Repeat the material below line for line, changing nothing.

→ Material to process
###

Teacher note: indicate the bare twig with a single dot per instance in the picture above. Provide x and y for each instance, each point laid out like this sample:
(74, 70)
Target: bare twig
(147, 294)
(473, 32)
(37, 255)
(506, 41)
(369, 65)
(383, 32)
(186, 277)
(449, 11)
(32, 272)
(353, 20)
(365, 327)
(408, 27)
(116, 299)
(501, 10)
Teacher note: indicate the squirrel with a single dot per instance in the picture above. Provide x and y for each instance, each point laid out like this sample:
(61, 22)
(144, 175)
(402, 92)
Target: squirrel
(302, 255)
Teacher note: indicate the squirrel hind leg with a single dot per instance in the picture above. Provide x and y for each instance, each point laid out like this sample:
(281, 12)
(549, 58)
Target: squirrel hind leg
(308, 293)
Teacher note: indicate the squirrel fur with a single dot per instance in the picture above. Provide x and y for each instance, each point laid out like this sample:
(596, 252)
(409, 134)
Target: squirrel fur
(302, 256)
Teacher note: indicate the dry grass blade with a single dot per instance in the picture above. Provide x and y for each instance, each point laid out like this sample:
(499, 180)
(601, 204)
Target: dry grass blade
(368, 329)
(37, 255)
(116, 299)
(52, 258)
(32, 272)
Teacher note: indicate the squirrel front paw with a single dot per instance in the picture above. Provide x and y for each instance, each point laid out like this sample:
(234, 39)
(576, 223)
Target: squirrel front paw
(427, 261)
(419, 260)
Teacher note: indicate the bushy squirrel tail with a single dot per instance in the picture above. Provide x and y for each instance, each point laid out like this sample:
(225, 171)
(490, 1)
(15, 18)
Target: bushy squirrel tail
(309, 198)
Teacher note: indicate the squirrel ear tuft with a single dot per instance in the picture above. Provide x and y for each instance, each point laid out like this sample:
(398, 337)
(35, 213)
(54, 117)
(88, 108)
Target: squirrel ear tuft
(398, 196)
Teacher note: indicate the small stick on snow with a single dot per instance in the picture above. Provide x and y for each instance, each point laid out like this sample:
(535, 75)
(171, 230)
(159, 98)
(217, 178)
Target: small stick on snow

###

→ Result for this task
Teacher note: indicate the bare twig with a single dot per instance in the picture above. Provide x and y for each instance, each point laid out like this sample:
(74, 70)
Target: bare twig
(147, 294)
(473, 32)
(37, 255)
(506, 41)
(369, 65)
(383, 32)
(186, 277)
(449, 11)
(32, 272)
(353, 20)
(365, 327)
(408, 27)
(116, 299)
(501, 10)
Teacher note: indicate the squirrel with a single dot per instance in the picture above. Provide x and y for each instance, each point laid out like this sample:
(61, 22)
(144, 175)
(402, 92)
Target: squirrel
(302, 255)
Teacher note: indicate the squirrel hind leg with a single dot per instance in the picture above. Provide x and y for each instance, each point laid out like this sample:
(281, 12)
(549, 58)
Target: squirrel hind leg
(308, 293)
Teacher note: indicate the squirrel fur with a single dot per instance in the picture above. Provide x and y for each instance, each point laid out like this sample:
(596, 252)
(409, 134)
Target: squirrel fur
(302, 256)
Teacher note: indicate the dry grass blade with a single dot per instance in the picture above. Provide x and y for each instance, each point laid out like this sample:
(499, 180)
(601, 204)
Target: dry grass blade
(368, 329)
(37, 255)
(116, 299)
(52, 258)
(32, 272)
Teacher note: indicate the squirrel front paw with a single dot per instance in the picture above. Provide x and y for each instance, each point laid out like this sample:
(234, 39)
(576, 223)
Target: squirrel front paw
(427, 261)
(419, 260)
Teacher note: indicate the bushy squirrel tail with a single dot per instance in the picture above. Provide x and y for each instance, each point laid out like this sample:
(225, 171)
(490, 1)
(15, 18)
Target: bushy squirrel tail
(309, 198)
Teacher note: indicate the squirrel ear tuft with a single dot per instance in the picture above. Provide x and y for each instance, each point laid out like this sample:
(398, 337)
(35, 213)
(54, 117)
(88, 108)
Target: squirrel ear tuft
(398, 196)
Teacher note: indicate the small stick on snow with a single dot per instance in the picture above. Provide x and y for each instance, each point laid out like this sample:
(535, 75)
(171, 230)
(159, 98)
(217, 178)
Target: small stick on snow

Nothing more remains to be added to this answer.